→ **WHAT IS ASKED**
Extract every line of the material below and reproduce it faithfully.

→ **SUPPLIED DATA**
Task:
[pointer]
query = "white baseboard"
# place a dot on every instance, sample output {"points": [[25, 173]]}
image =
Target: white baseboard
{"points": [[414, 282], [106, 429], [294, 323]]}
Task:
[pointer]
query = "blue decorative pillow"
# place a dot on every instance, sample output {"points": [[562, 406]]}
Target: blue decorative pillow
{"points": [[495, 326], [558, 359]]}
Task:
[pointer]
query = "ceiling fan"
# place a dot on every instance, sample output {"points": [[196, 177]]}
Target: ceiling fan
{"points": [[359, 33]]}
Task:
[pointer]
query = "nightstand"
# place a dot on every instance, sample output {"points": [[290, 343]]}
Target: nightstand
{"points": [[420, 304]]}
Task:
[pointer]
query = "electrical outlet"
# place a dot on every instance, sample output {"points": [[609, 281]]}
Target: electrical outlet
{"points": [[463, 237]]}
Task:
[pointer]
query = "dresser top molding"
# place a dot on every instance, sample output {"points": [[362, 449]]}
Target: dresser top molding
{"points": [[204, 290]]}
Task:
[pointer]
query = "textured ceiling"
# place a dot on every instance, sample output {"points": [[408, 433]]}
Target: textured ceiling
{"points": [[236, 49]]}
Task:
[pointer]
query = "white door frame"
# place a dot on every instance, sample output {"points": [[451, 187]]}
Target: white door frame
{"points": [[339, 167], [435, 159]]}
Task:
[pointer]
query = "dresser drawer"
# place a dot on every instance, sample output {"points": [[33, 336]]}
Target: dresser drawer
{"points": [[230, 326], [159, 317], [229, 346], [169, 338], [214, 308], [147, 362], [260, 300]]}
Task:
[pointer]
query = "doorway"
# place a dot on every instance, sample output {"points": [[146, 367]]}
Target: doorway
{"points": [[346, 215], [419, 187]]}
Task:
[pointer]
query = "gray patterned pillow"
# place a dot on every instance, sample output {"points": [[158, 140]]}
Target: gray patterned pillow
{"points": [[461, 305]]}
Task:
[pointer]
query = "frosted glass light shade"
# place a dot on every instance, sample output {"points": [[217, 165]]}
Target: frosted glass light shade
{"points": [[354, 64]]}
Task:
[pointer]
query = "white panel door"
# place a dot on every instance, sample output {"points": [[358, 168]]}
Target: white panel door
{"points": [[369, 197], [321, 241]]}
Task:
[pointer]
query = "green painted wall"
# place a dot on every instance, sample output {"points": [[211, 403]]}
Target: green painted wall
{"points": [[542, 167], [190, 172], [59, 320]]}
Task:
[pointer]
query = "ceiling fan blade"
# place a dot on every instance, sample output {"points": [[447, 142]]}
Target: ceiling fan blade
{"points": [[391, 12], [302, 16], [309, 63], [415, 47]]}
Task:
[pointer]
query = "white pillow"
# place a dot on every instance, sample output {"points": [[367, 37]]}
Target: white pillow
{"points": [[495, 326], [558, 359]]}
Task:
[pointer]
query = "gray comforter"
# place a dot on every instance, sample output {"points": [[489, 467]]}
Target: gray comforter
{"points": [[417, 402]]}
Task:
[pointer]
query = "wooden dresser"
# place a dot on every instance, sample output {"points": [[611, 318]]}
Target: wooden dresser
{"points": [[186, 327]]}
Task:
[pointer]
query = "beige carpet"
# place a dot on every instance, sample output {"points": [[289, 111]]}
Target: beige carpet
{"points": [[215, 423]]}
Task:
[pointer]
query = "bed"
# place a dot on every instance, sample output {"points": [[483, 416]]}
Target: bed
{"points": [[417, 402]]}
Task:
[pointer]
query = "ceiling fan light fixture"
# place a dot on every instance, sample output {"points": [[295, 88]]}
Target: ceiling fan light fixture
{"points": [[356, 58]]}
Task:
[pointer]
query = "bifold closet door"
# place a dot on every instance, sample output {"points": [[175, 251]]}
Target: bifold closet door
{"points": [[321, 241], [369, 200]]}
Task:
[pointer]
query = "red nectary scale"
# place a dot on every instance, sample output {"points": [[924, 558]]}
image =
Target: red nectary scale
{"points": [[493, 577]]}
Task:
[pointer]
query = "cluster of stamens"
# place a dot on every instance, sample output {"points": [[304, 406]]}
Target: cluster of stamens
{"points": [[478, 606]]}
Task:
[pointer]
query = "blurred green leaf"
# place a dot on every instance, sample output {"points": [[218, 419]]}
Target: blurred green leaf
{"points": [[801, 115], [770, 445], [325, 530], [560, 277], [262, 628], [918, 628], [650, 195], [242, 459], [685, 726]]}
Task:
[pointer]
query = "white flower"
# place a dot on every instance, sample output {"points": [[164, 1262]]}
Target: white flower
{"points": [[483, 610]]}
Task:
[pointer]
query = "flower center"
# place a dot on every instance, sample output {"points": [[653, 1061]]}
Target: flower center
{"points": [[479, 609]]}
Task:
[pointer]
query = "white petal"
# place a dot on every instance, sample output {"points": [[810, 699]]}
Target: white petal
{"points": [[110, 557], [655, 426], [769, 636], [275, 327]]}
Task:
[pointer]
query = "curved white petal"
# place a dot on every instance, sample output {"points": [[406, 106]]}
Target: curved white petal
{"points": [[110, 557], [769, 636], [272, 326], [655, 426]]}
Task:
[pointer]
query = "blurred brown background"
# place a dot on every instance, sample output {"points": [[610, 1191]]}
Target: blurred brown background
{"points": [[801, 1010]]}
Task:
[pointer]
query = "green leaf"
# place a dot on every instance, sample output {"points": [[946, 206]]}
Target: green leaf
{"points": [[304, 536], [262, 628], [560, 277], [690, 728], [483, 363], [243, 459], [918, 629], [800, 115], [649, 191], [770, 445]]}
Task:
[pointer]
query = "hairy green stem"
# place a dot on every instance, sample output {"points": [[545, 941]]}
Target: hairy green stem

→ **EXERCISE OUTPUT**
Task:
[pointer]
query = "white baseboard"
# place a dot on every instance, sample output {"points": [[25, 173]]}
image =
Target: white baseboard
{"points": [[414, 282], [106, 429], [294, 323]]}
Task:
[pointer]
query = "blue decorative pillow"
# place a dot on every instance, sample output {"points": [[562, 406]]}
Target: blue decorative pillow
{"points": [[495, 326], [558, 359]]}
Task:
[pointer]
query = "ceiling fan"
# place a dot on every instance, sample output {"points": [[196, 177]]}
Target: ceiling fan
{"points": [[359, 33]]}
Task:
[pointer]
query = "nightstand"
# place a dot on every instance, sample output {"points": [[290, 343]]}
Target: nightstand
{"points": [[420, 304]]}
Task:
[pointer]
query = "electrical outlet"
# place a dot on every instance, sample output {"points": [[609, 281]]}
Target: electrical outlet
{"points": [[463, 237]]}
Task:
[pointer]
query = "dresser top molding"
# place a dot on every instance, sample output {"points": [[362, 449]]}
Target: dresser top molding
{"points": [[204, 290]]}
Task:
[pointer]
query = "textured ceiling"
# place a dot on every instance, sample output {"points": [[408, 433]]}
Target: textured ceiling
{"points": [[236, 49]]}
Task:
[pointer]
query = "white door frame"
# place a dot on every instance, sample output {"points": [[451, 187]]}
Target: white door frame
{"points": [[339, 167], [435, 159]]}
Task:
[pointer]
query = "dresser drawer"
# place a dot on every instance, sample output {"points": [[33, 336]]}
Target: dresser drawer
{"points": [[230, 326], [159, 317], [229, 346], [169, 338], [214, 308], [147, 362], [260, 300]]}
Task:
[pointer]
query = "doorway"
# place a dot on every instance, sample output {"points": [[146, 367]]}
Target: doorway
{"points": [[346, 215], [419, 187]]}
Task:
[pointer]
query = "gray patterned pillow"
# place a dot on every instance, sample output {"points": [[158, 140]]}
Target: gray patterned pillow
{"points": [[461, 305]]}
Task:
[pointer]
query = "frosted glass light shade"
# place a dot on every instance, sample output {"points": [[217, 165]]}
Target: frosted glass light shade
{"points": [[354, 64]]}
Task:
[pointer]
query = "white panel door"
# place a dot on every instance, sample output {"points": [[358, 168]]}
Target: white panel door
{"points": [[369, 197], [321, 241]]}
Task:
[pointer]
query = "green painted wall"
# place a dot on every instance, sample output {"points": [[211, 403]]}
Target: green painted wall
{"points": [[542, 167], [190, 172], [59, 320]]}
Task:
[pointer]
query = "ceiling fan blade"
# place a dot on every instance, sample output {"points": [[447, 142]]}
Target: ceiling fan blade
{"points": [[391, 12], [302, 16], [309, 63], [415, 47]]}
Task:
[pointer]
query = "white pillow"
# place a dot on every instance, sample output {"points": [[367, 37]]}
Target: white pillow
{"points": [[495, 326], [558, 359]]}
Task:
[pointer]
query = "gray comforter"
# place a dot on every instance, sample output {"points": [[489, 467]]}
Target: gray comforter
{"points": [[417, 402]]}
Task:
[pointer]
query = "wooden dresser"
# place a dot on every instance, sample output {"points": [[611, 318]]}
Target: wooden dresser
{"points": [[186, 327]]}
Task:
[pointer]
query = "beige carpet"
# place a dot on every instance, sample output {"points": [[289, 111]]}
Target: beige carpet
{"points": [[215, 423]]}
Task:
[pointer]
query = "bed"
# place a dot on every instance, sample output {"points": [[483, 416]]}
Target: bed
{"points": [[417, 402]]}
Task:
[pointer]
query = "ceiling fan light fixture"
# place a dot on every instance, sample output {"points": [[295, 88]]}
Target: ceiling fan light fixture
{"points": [[356, 58]]}
Task:
[pointer]
query = "bifold closet door"
# place a dot on every instance, sample output {"points": [[175, 251]]}
Target: bifold closet door
{"points": [[321, 241], [369, 200]]}
Task:
[pointer]
query = "red nectary scale"
# place a dot on every instance, sample output {"points": [[924, 558]]}
image =
Target: red nectary scale
{"points": [[493, 577]]}
Task:
[pointer]
query = "cluster of stamens"
# place a dot on every instance, sample output {"points": [[304, 406]]}
Target: cluster of stamens
{"points": [[478, 606]]}
Task:
[pointer]
query = "blurred green leaf"
# place a dot on every instance, sample output {"points": [[218, 419]]}
Target: blurred green leaf
{"points": [[801, 115], [770, 445], [325, 530], [560, 277], [262, 628], [918, 628], [650, 195], [242, 459], [685, 726]]}
Task:
[pointer]
query = "white flower"
# place a dot on every instance, sample output {"points": [[164, 1262]]}
Target: white flower
{"points": [[483, 610]]}
Task:
[pointer]
query = "flower center"
# place a dot on every instance, sample output {"points": [[653, 1061]]}
Target: flower center
{"points": [[479, 609]]}
Task:
[pointer]
query = "white petal"
# place a dot on every instance, sample output {"points": [[810, 699]]}
Target: white petal
{"points": [[110, 557], [655, 426], [769, 636], [275, 327]]}
Task:
[pointer]
query = "curved white petal"
# place a dot on every instance, sample output {"points": [[406, 106]]}
Target: curved white petal
{"points": [[110, 557], [769, 636], [272, 326], [655, 426]]}
Task:
[pointer]
query = "blurred brown background"
# place a dot on every instance, sample output {"points": [[610, 1191]]}
Target: blurred brown background
{"points": [[801, 1010]]}
Task:
[pointer]
query = "green leaf"
# place a dot on every instance, sample output {"points": [[946, 206]]}
Target: green leaf
{"points": [[304, 536], [262, 628], [560, 277], [690, 728], [483, 363], [243, 459], [918, 629], [800, 115], [649, 191], [770, 445]]}
Task:
[pointer]
query = "hairy green stem"
# place a dot on every instance, sample output {"points": [[545, 941]]}
Target: hairy green stem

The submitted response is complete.